### EXERCISE DESCRIPTION
Transcribe all of the entries below line for line, without any alteration.

### GIVEN DATA
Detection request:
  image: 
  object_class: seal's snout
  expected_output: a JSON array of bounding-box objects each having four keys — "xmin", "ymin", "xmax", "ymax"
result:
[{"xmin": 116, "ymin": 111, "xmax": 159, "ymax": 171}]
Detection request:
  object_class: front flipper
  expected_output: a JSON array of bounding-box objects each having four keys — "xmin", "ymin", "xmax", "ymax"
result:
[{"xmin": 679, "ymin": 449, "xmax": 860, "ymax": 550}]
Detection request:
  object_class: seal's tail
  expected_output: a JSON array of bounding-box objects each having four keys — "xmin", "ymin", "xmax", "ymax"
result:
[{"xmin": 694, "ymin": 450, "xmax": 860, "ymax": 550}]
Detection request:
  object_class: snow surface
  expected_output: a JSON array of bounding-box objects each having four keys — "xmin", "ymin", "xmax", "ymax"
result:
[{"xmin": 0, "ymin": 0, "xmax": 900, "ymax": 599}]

### PROBLEM SOLUTION
Detection request:
  image: 
  object_class: seal's snout
  expected_output: a JSON array of bounding-box objects each having four keys — "xmin", "ymin", "xmax", "ymax"
result:
[{"xmin": 116, "ymin": 111, "xmax": 159, "ymax": 171}]
Detection request:
  object_class: front flipper
  expected_output: a JSON array of bounding-box objects each having four keys — "xmin", "ymin", "xmax", "ymax"
result:
[{"xmin": 679, "ymin": 449, "xmax": 860, "ymax": 550}]
Detection request:
  object_class: seal's tail
  expected_output: a JSON array of bounding-box objects each having four keys — "xmin", "ymin", "xmax", "ymax"
result:
[{"xmin": 694, "ymin": 450, "xmax": 860, "ymax": 550}]
Detection request:
  object_class: snow surface
  expected_output: a JSON array of bounding-box objects each having four keys — "xmin", "ymin", "xmax", "ymax"
result:
[{"xmin": 0, "ymin": 0, "xmax": 900, "ymax": 599}]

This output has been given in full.